TASK: Recast the data below as a Markdown table with two columns, Row and Line. Give each line's sequential number under Row and the line under Line, and omit any blank lines.
>> Begin
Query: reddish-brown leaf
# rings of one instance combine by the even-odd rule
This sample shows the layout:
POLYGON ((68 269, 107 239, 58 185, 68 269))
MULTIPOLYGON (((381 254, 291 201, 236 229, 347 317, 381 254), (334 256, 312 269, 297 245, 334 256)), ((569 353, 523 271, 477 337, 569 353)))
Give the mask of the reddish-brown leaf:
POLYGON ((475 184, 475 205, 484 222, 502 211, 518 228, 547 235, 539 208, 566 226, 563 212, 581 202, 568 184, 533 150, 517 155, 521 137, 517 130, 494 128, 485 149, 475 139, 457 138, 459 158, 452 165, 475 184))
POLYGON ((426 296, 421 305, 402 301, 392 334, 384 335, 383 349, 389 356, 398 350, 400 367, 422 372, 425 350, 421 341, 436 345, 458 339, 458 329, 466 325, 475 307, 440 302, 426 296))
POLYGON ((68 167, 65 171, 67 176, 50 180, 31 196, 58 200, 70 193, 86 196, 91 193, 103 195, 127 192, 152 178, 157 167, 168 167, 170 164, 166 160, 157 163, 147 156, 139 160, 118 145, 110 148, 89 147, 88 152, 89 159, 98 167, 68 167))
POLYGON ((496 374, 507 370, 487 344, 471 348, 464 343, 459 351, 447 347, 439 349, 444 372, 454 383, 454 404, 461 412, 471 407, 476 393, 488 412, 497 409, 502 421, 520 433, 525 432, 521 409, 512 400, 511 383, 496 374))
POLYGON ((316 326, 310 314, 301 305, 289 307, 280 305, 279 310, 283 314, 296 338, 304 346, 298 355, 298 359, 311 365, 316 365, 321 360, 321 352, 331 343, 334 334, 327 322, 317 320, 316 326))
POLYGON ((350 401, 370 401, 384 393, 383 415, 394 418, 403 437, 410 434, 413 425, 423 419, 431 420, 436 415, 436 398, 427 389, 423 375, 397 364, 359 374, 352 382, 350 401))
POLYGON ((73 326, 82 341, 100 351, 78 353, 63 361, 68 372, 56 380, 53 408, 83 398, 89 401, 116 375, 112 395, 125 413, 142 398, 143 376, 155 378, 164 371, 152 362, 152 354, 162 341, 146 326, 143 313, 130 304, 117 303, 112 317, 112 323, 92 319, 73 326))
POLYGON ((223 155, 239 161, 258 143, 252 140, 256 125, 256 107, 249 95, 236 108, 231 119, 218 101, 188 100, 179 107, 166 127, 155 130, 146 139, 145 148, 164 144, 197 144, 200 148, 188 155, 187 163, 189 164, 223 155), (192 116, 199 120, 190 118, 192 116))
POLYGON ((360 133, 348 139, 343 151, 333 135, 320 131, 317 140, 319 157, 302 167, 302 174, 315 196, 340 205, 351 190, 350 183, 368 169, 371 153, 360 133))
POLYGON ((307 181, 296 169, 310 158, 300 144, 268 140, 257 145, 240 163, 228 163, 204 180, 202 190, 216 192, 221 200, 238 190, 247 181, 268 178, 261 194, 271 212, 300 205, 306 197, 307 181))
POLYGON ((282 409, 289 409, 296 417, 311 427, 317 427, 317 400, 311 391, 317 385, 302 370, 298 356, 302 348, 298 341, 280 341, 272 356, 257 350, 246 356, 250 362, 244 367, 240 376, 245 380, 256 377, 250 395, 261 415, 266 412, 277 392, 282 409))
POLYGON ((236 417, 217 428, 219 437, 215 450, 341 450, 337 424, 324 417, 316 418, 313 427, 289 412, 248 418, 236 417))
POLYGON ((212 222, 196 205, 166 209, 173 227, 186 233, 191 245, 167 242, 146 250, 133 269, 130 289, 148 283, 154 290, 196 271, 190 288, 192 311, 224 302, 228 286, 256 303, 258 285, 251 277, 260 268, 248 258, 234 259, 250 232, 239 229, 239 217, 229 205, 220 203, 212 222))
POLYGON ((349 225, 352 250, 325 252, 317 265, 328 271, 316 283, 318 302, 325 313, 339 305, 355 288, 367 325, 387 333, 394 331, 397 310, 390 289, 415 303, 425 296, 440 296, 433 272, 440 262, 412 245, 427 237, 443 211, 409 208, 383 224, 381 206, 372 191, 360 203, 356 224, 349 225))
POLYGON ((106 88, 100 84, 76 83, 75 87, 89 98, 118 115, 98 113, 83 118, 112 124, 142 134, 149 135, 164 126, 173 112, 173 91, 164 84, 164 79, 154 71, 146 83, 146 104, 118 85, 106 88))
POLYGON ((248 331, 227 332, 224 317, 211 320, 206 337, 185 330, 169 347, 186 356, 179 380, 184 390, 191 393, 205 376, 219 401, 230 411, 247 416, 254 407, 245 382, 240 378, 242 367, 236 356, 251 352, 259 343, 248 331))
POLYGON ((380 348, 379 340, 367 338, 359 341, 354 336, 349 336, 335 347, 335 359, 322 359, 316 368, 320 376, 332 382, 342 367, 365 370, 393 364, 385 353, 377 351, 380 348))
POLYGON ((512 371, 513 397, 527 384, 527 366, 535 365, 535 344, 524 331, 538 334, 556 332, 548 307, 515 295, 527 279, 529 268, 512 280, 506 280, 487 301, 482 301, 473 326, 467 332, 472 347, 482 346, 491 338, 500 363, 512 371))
>> End
EXERCISE RESPONSE:
| Row | Line |
|---|---|
| 1 | Query: reddish-brown leaf |
| 2 | # rings of one instance combine by the even-odd rule |
| 3 | This sample shows the layout: |
| 4 | POLYGON ((68 269, 107 239, 58 185, 68 269)) |
| 5 | MULTIPOLYGON (((381 254, 291 201, 236 229, 347 317, 381 254), (334 256, 312 269, 297 245, 334 256)), ((569 353, 523 271, 477 337, 569 353))) |
| 6 | Give the mask of the reddish-brown leaf: |
| 7 | POLYGON ((475 184, 475 205, 484 222, 502 211, 518 228, 547 235, 539 208, 566 226, 563 212, 581 202, 568 184, 533 150, 517 155, 521 137, 517 130, 494 128, 485 149, 475 139, 457 138, 459 158, 452 165, 475 184)) |
| 8 | POLYGON ((426 296, 421 305, 402 301, 392 334, 384 335, 383 349, 389 356, 398 350, 400 367, 422 372, 425 350, 421 341, 436 345, 458 339, 458 329, 466 325, 475 307, 440 302, 426 296)) |
| 9 | POLYGON ((68 167, 65 171, 67 176, 50 180, 31 196, 58 200, 70 193, 86 196, 91 193, 103 195, 127 192, 152 178, 157 167, 168 167, 170 164, 166 160, 157 163, 147 156, 139 160, 118 145, 110 148, 89 147, 88 152, 89 159, 98 167, 68 167)) |
| 10 | POLYGON ((496 374, 507 370, 487 344, 471 348, 464 343, 459 351, 447 347, 439 349, 444 372, 454 383, 454 404, 461 412, 471 407, 476 393, 488 412, 497 409, 502 421, 520 433, 525 432, 521 409, 512 400, 511 383, 496 374)) |
| 11 | POLYGON ((316 326, 310 314, 301 305, 289 307, 280 305, 279 310, 283 314, 296 338, 304 346, 298 355, 298 359, 311 365, 316 365, 321 360, 321 352, 331 343, 334 334, 327 322, 317 320, 316 326)) |
| 12 | POLYGON ((350 401, 370 401, 384 393, 383 415, 394 418, 403 437, 410 434, 413 425, 423 419, 431 420, 436 415, 436 398, 427 389, 423 375, 397 364, 359 374, 352 382, 350 401)) |
| 13 | POLYGON ((73 326, 82 341, 100 351, 78 353, 63 361, 68 372, 56 380, 53 408, 83 398, 89 401, 116 375, 112 395, 125 413, 142 398, 143 376, 155 378, 164 371, 152 362, 152 354, 162 341, 146 326, 143 313, 130 304, 117 303, 112 317, 112 323, 92 319, 73 326)) |
| 14 | POLYGON ((223 155, 239 161, 258 143, 252 140, 256 125, 256 107, 249 95, 236 108, 231 119, 218 101, 188 100, 179 107, 166 127, 155 130, 146 139, 145 148, 164 144, 197 144, 200 148, 188 155, 187 163, 189 164, 223 155), (192 116, 199 120, 190 118, 192 116)) |
| 15 | POLYGON ((360 133, 348 139, 343 151, 333 135, 320 131, 317 140, 319 157, 302 167, 302 174, 315 196, 340 205, 351 190, 350 183, 368 169, 371 153, 360 133)) |
| 16 | POLYGON ((307 181, 296 169, 310 158, 300 144, 268 140, 257 145, 240 163, 228 163, 204 180, 202 190, 216 192, 221 200, 238 190, 247 181, 268 178, 261 194, 271 212, 300 205, 306 197, 307 181)) |
| 17 | POLYGON ((282 409, 289 409, 296 417, 311 427, 317 427, 317 400, 311 391, 317 385, 302 370, 298 356, 302 348, 298 341, 280 341, 272 356, 257 350, 246 356, 250 362, 244 367, 240 376, 245 380, 256 377, 250 395, 261 415, 266 412, 277 392, 282 409)) |
| 18 | POLYGON ((236 417, 217 428, 219 437, 215 450, 341 450, 337 424, 324 417, 316 418, 313 427, 289 412, 248 418, 236 417)) |
| 19 | POLYGON ((212 222, 196 205, 166 209, 173 227, 186 233, 191 245, 167 242, 146 250, 133 269, 130 289, 148 283, 154 290, 196 271, 190 288, 192 311, 224 302, 228 286, 256 303, 258 285, 251 277, 260 268, 248 258, 234 259, 250 232, 239 229, 239 217, 229 205, 220 203, 212 222)) |
| 20 | POLYGON ((349 225, 352 250, 325 252, 317 265, 328 271, 316 283, 318 302, 325 313, 339 305, 355 288, 367 325, 387 333, 394 331, 397 310, 390 289, 415 303, 425 296, 440 296, 433 272, 440 262, 412 245, 427 237, 443 211, 409 208, 383 224, 381 206, 372 191, 360 203, 356 224, 349 225)) |
| 21 | POLYGON ((106 88, 100 84, 76 83, 75 87, 89 98, 118 115, 98 113, 83 118, 112 124, 142 134, 149 135, 164 126, 173 112, 173 91, 164 84, 164 79, 154 71, 146 83, 146 104, 118 85, 106 88)) |
| 22 | POLYGON ((248 331, 227 332, 224 317, 211 320, 206 337, 185 330, 169 347, 186 356, 179 380, 184 390, 191 393, 205 376, 219 401, 230 411, 247 416, 254 407, 245 382, 240 378, 242 367, 236 356, 251 352, 259 343, 248 331)) |
| 23 | POLYGON ((380 348, 379 340, 367 338, 359 341, 354 336, 349 336, 335 347, 335 359, 322 359, 316 368, 320 376, 332 382, 342 367, 365 370, 393 364, 385 353, 377 351, 380 348)) |
| 24 | POLYGON ((512 371, 513 397, 527 384, 527 366, 535 365, 535 344, 524 331, 538 334, 556 332, 548 307, 515 295, 527 279, 529 268, 512 280, 506 280, 487 301, 482 301, 473 326, 467 332, 472 347, 482 346, 491 338, 500 363, 512 371)) |